Short exercise ▸ Reproduce the listing below line for line, changing no characters.
━━ Dataset
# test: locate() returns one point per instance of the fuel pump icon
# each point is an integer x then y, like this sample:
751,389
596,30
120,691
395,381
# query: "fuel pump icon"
━━━━
Written solution ▸
# test: locate() returns one point per instance of the fuel pump icon
# each point is an integer x then y, like this sample:
751,389
596,30
120,691
395,381
# query: "fuel pump icon"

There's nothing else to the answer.